Temple Site History
The Anguksa-ji Temple Site is located in Dangjin, Chungcheongnam-do to the east of Mt. Eunbongsan, which is also known as Mt. Anguksan. It’s believed that Anguksa Temple was first constructed sometime during the Goryeo Dynasty (918-1392). The temple was later destroyed sometime during the Joseon Dynasty (1392-1910). Later, it was rebuilt by the monk Yong-jun in 1929; however, the temple was closed not long after and has remained abandoned ever since.
During a 2003 excavation conducted on the site, a roof tile was discovered with the writing “Taeping” written on it. “Taeping” is a reference to the named used during the reign of Emperor Shengzong (r. 982-1031) of the Liao Dynasty (916–1125). This period corresponds to the reign of King Hyeonjong of Goryeo (r. 1009-1031) between 1021 and 1030 on the Korean Peninsula. Only a single type of historical roof tile was discovered at the Anguksa-ji Temple Site, so it can be inferred that this tile was also from the founding period of Anguksa Temple, as well.
In total, the Anguksa-ji Temple Site is home to two Korean Treasures. They are the Stone Standing Buddha Triad at Anguksa Temple Site, which is Korean Treasure #100; and the Stone Pagoda at Anguksa Temple Site, which is Korean Treasure #101.
Temple Site Layout
You first make your way up towards the Anguksa-ji Temple Site up an uneven set of stone stairs. The first thing to greet you is the Stone Pagoda at Anguksa Temple Site. The pagoda is located inside a metal fenced-off area below the Stone Standing Buddha Triad at Anguksa Temple Site. Originally, it’s believed that this pagoda was a five-story structure. The base of the pagoda is rather simple; as for the body stones, the body stones above the second story are missing. One of these body stones lies to the right of the pagoda. The roof stones have been placed on top of each other, which makes the historic pagoda appear incomplete. The four corners of the only body stone that still exists on the pagoda are adorned with pillar-like patterns. On one side of the body appears an image of a door, while on the other three sides appear images of the Buddha. The four roof stones that still remain taper upwards, but they also appear heavy. Because of its incompleteness and damaged suffered throughout the centuries, the pagoda appears disproportionate. However, it does display characteristics that are appealing. It’s believed that the Stone Pagoda at Anguksa Temple Site dates back to the mid-Goryeo Dynasty.

Goal of the exercise: From the Anguksa-ji Temple Site text, set down the part that opens with the words containing "Temple Site History" and closes with "abandoned ever since.".

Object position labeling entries

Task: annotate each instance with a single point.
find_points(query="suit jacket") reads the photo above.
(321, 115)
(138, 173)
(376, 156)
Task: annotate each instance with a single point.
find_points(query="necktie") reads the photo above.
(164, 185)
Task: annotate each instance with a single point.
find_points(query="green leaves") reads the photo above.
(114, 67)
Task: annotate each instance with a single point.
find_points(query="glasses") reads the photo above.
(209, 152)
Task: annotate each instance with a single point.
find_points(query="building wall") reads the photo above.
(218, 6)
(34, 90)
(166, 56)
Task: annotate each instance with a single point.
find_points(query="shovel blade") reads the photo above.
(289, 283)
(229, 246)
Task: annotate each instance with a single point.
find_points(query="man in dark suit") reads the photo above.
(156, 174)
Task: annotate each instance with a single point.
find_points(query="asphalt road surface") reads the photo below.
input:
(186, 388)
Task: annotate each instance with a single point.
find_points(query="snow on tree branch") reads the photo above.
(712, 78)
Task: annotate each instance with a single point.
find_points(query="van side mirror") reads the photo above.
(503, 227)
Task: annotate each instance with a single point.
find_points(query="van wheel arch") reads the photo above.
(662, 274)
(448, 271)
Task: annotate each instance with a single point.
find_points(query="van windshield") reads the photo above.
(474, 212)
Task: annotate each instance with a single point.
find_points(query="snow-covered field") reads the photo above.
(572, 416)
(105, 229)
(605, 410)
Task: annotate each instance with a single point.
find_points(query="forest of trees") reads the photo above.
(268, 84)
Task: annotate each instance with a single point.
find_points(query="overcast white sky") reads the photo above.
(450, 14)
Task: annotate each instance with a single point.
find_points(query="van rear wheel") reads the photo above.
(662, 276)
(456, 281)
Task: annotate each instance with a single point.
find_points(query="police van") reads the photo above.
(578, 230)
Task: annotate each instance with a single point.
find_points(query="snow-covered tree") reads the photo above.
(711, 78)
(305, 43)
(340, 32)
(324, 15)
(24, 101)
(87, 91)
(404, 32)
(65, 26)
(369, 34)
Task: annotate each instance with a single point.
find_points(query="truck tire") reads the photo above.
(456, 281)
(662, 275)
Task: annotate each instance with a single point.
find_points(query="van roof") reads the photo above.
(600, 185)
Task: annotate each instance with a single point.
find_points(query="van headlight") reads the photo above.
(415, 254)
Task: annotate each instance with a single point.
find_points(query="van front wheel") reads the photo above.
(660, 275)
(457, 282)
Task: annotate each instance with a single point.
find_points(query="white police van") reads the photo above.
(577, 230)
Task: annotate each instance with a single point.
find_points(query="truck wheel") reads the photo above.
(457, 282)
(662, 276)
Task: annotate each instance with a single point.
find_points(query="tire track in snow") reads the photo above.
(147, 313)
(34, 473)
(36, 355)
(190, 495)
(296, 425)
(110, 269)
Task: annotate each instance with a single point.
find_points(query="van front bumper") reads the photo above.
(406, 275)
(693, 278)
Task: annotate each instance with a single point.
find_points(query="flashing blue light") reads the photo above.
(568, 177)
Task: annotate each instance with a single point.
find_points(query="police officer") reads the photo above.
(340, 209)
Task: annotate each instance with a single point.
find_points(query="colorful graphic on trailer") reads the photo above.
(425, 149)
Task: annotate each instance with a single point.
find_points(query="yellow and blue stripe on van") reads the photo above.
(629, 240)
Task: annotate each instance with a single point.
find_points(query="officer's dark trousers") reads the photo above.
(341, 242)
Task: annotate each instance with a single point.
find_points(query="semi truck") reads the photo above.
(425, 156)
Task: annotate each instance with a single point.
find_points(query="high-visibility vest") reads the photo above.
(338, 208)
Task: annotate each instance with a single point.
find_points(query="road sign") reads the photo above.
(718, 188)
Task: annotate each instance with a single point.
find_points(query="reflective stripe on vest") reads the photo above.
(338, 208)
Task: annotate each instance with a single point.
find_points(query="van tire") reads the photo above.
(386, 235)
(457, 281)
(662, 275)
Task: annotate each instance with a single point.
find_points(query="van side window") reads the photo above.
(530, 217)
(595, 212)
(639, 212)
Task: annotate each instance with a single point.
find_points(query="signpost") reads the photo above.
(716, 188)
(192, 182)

Complete output:
Temple Site History
The Anguksa-ji Temple Site is located in Dangjin, Chungcheongnam-do to the east of Mt. Eunbongsan, which is also known as Mt. Anguksan. It’s believed that Anguksa Temple was first constructed sometime during the Goryeo Dynasty (918-1392). The temple was later destroyed sometime during the Joseon Dynasty (1392-1910). Later, it was rebuilt by the monk Yong-jun in 1929; however, the temple was closed not long after and has remained abandoned ever since.